• [SOURCE INFORMATION]:
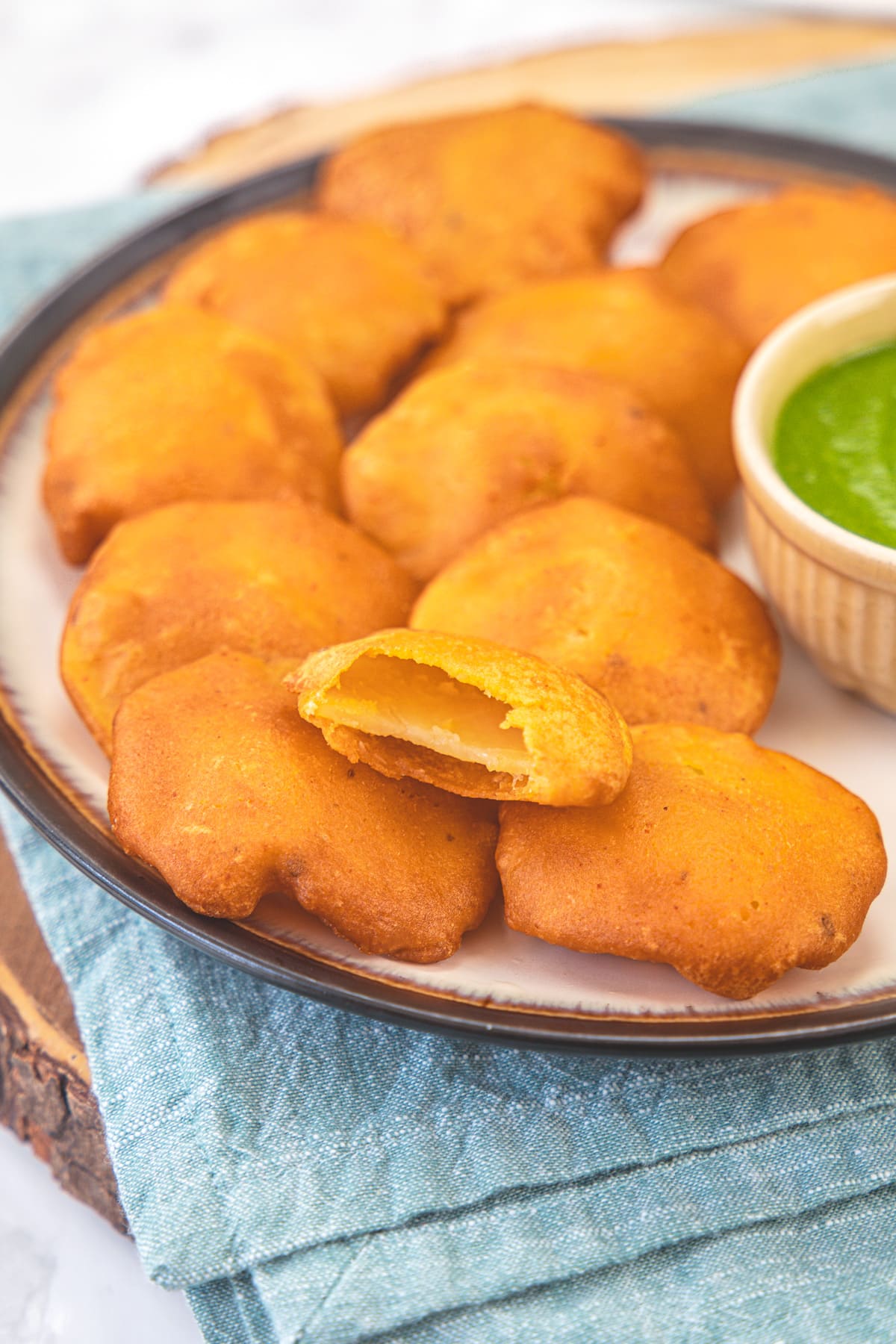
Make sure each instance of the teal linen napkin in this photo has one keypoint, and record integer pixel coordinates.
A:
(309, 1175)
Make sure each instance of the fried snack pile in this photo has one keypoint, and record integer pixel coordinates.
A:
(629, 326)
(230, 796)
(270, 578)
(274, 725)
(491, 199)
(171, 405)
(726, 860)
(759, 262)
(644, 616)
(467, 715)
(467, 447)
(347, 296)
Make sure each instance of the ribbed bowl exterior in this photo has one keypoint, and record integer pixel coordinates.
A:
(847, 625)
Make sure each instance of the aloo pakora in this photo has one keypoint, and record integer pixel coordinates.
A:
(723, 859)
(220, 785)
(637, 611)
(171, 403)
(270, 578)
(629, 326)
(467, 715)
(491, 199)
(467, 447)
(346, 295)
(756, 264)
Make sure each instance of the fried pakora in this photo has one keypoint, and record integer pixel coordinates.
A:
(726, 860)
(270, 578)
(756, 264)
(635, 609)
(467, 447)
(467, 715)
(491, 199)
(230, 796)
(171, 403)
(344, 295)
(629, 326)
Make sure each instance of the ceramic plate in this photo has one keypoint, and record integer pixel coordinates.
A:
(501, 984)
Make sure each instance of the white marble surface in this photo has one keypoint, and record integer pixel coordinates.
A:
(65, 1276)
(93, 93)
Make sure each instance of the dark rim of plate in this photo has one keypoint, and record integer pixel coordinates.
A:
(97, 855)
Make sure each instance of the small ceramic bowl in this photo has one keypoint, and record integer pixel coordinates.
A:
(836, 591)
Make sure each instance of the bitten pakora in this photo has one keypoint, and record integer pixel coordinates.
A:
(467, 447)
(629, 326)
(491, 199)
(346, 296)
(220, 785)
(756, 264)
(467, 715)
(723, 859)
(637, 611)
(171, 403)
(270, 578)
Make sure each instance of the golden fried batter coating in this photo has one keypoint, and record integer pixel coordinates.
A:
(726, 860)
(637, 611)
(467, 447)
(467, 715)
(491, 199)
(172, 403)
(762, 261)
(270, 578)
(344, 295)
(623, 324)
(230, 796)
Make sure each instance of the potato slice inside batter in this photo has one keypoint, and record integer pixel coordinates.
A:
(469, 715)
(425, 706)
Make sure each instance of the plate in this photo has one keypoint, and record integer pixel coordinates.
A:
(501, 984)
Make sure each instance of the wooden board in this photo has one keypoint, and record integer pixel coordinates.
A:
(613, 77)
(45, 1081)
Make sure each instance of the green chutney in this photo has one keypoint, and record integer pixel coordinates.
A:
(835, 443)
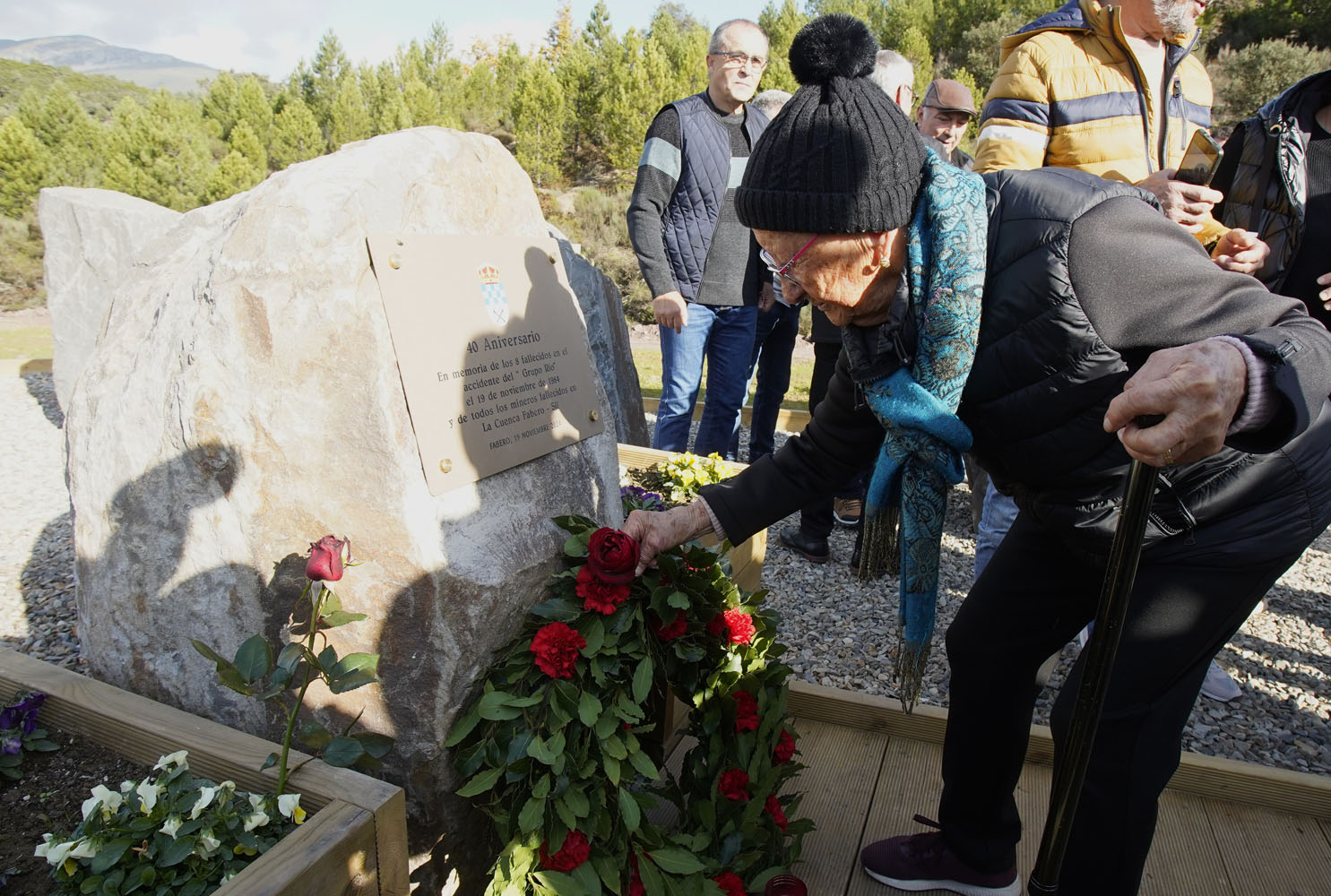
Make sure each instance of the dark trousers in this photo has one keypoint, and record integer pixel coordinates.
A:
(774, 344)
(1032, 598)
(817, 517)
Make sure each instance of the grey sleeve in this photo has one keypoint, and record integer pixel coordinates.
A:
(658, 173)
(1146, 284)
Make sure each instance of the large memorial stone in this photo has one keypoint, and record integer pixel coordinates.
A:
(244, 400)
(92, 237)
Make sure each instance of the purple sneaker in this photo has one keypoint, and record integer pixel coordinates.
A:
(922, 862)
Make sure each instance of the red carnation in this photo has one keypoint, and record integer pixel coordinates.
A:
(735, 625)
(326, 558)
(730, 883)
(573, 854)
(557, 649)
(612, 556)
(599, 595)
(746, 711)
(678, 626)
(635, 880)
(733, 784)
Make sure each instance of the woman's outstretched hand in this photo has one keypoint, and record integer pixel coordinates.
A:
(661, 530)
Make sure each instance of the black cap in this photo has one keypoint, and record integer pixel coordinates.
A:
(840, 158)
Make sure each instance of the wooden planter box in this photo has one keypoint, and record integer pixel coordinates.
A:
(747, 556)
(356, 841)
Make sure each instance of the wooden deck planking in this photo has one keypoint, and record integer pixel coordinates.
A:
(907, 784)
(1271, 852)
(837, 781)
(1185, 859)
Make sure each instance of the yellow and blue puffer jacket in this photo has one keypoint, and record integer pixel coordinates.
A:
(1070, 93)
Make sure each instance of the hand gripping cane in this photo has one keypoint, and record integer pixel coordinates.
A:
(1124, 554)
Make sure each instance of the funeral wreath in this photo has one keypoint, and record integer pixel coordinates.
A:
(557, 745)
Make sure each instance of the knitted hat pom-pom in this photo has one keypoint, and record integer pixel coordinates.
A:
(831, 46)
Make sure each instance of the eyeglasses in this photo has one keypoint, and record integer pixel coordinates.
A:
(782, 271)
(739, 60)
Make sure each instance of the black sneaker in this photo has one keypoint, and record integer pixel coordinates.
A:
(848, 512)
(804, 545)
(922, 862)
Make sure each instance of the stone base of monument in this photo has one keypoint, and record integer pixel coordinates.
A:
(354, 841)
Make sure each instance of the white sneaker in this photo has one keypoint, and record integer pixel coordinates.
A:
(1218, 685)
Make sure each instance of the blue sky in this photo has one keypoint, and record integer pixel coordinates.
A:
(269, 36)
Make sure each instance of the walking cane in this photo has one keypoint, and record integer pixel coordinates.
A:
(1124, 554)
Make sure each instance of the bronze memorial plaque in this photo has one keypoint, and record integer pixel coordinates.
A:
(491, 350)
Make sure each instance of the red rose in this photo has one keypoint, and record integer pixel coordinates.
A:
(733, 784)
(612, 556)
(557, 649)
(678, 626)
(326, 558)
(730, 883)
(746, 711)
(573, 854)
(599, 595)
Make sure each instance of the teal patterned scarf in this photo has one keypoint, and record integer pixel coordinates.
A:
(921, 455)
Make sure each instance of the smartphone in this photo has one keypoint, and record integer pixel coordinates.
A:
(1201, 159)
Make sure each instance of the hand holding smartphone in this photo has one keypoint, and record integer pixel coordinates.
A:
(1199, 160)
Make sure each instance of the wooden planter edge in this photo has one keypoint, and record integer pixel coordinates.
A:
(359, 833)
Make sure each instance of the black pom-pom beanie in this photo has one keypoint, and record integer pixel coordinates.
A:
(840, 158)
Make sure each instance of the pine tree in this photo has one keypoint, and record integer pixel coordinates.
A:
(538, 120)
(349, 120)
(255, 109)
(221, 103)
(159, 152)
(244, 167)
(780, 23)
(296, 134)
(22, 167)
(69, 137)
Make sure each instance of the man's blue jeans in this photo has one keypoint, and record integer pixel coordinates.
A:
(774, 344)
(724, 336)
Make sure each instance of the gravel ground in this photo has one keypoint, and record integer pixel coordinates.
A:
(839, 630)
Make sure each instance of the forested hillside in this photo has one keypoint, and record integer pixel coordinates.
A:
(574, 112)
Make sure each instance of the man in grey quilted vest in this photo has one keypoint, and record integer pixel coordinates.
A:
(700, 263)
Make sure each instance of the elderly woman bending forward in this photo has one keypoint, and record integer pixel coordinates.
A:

• [WHAT YOU ARE ASKED TO DO]:
A faithful copy of the data above is wanted, with every image left out.

• [SOLUTION TO THE PROBLEM]:
Make sure each instance of the teal linen napkin in this photo has one keypoint, and record integer pixel coordinates.
A:
(309, 1175)
Make sure each instance of the fried snack pile in this photo has one keypoint, and record integer pixel coordinates.
A:
(629, 326)
(230, 796)
(270, 578)
(274, 725)
(491, 199)
(171, 405)
(726, 860)
(759, 262)
(644, 616)
(467, 715)
(467, 447)
(347, 296)
Make sure each instance of the ribbed bowl exterior in this photo has one keypoint, and record integer pixel coordinates.
A:
(847, 625)
Make sure each instance of the aloo pakora in this photo has one keypoint, and record integer pixel coordinates.
A:
(723, 859)
(220, 785)
(637, 611)
(171, 403)
(270, 578)
(629, 326)
(467, 715)
(491, 199)
(467, 447)
(346, 295)
(756, 264)
Make sure each instance of the fried pakora in this photo has one keypoint, and record integer pixel coordinates.
A:
(726, 860)
(270, 578)
(756, 264)
(635, 609)
(467, 447)
(467, 715)
(491, 199)
(230, 796)
(171, 403)
(344, 295)
(629, 326)
Make sure each instance of the ceramic plate in this photo has one keypoint, and record integer pixel coordinates.
A:
(501, 984)
Make sure each instance of the white marble surface in this photo has one keypoint, and record integer pixel coordinates.
A:
(65, 1276)
(93, 93)
Make sure each instance of the dark rim of plate in this photo has one keypoint, and record integer pixel coordinates.
A:
(97, 855)
Make sure each instance of the small ceramic bowl in this photo has one keypoint, and record integer pixel coordinates.
A:
(836, 591)
Make sure each instance of the bitten pakora in this photo has one keypoint, and record integer pixel coordinates.
A:
(467, 447)
(629, 326)
(491, 199)
(346, 296)
(220, 785)
(756, 264)
(467, 715)
(723, 859)
(637, 611)
(171, 403)
(270, 578)
Make sure each instance of the golden fried batter coating in this photo has one keypoint, and record integer pixel coordinates.
A:
(726, 860)
(637, 611)
(467, 447)
(467, 715)
(491, 199)
(172, 403)
(762, 261)
(270, 578)
(344, 295)
(623, 324)
(230, 796)
Make sure each instance of the potato slice inside batter in this photo has one keypoint, and record integer pixel coordinates.
A:
(469, 715)
(425, 706)
Make sure each instance of the plate in this photo has one keypoint, and record integer pixel coordinates.
A:
(501, 984)
Make sure each instance of the wooden board in this photo has one keypoint, and record integer pixel coordinates.
A:
(613, 77)
(45, 1081)
Make sure each instance of the green chutney in this photo has one keypoint, and record integer pixel coordinates.
A:
(835, 443)
Make sure each instance of the dark trousers in this photo has one keypoint, and record integer pixel coordinates.
A:
(774, 344)
(1032, 598)
(817, 517)
Make sure each instance of the grey sleeve in this photo has one keypoint, and record integer pixel coordinates.
A:
(658, 173)
(1146, 284)
Make sure each instance of the large memorial stone in this photo has one keypoint, and record integer pixel coordinates.
A:
(244, 400)
(92, 237)
Make sure each instance of the purple sneaker in this photo has one keypoint, and record integer pixel coordinates.
A:
(922, 862)
Make sure each instance of the red carnation in this photo has one keypoint, and record integer pixel coordinates.
A:
(735, 625)
(326, 558)
(730, 883)
(573, 854)
(557, 649)
(612, 556)
(599, 595)
(746, 711)
(678, 626)
(635, 880)
(733, 784)
Make sure each instance of the woman's outstretched hand in this photo has one keypoint, and record integer pixel coordinates.
A:
(661, 530)
Make sure each instance of the black cap in this photo has one keypoint, and record integer pixel coordinates.
A:
(840, 158)
Make sure each instance of the wooden planter box in this photo has one keypoint, and record integer pixel coordinates.
A:
(747, 556)
(356, 841)
Make sure each instance of the wooden deck planking in this photo has one keypoint, and record integer pixel coordinates.
A:
(907, 784)
(1271, 852)
(837, 781)
(1185, 859)
Make sure each instance of the yellow and blue puffer jacket in this photo has one keypoint, and record integer pixel coordinates.
A:
(1070, 93)
Make sure each instance of the hand gripping cane in this photo has one keypoint, and record integer pixel coordinates.
A:
(1124, 554)
Make sure each instance of the funeral wreath in this photo has one keypoint, and record integer pixel coordinates.
A:
(557, 745)
Make sure each instance of the knitted hat pom-pom in this photo has one keypoint, and record integer pixel coordinates.
A:
(831, 46)
Make sure each instance of the eyeglasses in this photo has one keypoint, and record integer pixel coordinates.
A:
(782, 271)
(739, 60)
Make sure each instance of the black sneaker in this photo has one keypoint, and record integer pixel coordinates.
A:
(848, 512)
(804, 545)
(922, 862)
Make sure each instance of the stone base of monument in this photo has one keypoint, and record integer pixel coordinates.
A:
(354, 841)
Make sure each instance of the white sneaker in this photo has one keypoint, and record integer pixel coordinates.
A:
(1218, 685)
Make sure each instance of the blue sky in this photo has one keypoint, and record integer pixel coordinates.
A:
(269, 36)
Make sure each instance of the walking cane in this photo has one keypoint, and record integer pixel coordinates.
A:
(1124, 554)
Make sure each instance of the bronze memorial plaque in this photo has one keypoint, and record integer pixel coordinates.
A:
(491, 350)
Make sure each instance of the red rose in this photo has one keypoint, and record integer pixel coordinates.
A:
(733, 784)
(612, 556)
(557, 649)
(678, 626)
(326, 558)
(730, 883)
(746, 711)
(573, 854)
(599, 595)
Make sure each instance of the teal patterned scarf in this photo has one keypoint, and record integer pixel coordinates.
A:
(921, 455)
Make sure each instance of the smartphone in this photo has one keypoint, and record integer pixel coordinates.
A:
(1201, 159)
Make sure each instance of the hand holding smartphone in this photo has one keypoint, and record integer pixel coordinates.
A:
(1199, 160)
Make sure each instance of the wooden planter edge in this photo has one keypoint, and record integer pixel coordinates.
A:
(359, 833)
Make sure each instance of the black pom-pom beanie in this photo has one keypoint, and record integer pixel coordinates.
A:
(840, 158)
Make sure each instance of the pine tree in this photo has one keypoint, and record integer pixel coordinates.
A:
(538, 120)
(349, 120)
(255, 109)
(221, 103)
(159, 152)
(244, 167)
(780, 23)
(296, 134)
(22, 167)
(69, 137)
Make sure each instance of the man's blue jeans in this photo has one keypoint, and record integer pixel coordinates.
A:
(774, 344)
(724, 336)
Make sure each instance of the gravel ground in this photo has one keypoint, and record integer pixel coordinates.
A:
(839, 630)
Make sure each instance of the forested hillside in this photo has one keypoint, and record integer pixel coordinates.
A:
(574, 112)
Make sure each instance of the man in grey quilted vest in this photo has one keypoint, and record integer pixel coordinates.
A:
(700, 263)
Make sure each instance of the elderly woman bending forward in this photo has one keypoint, and record integer pixel coordinates.
A:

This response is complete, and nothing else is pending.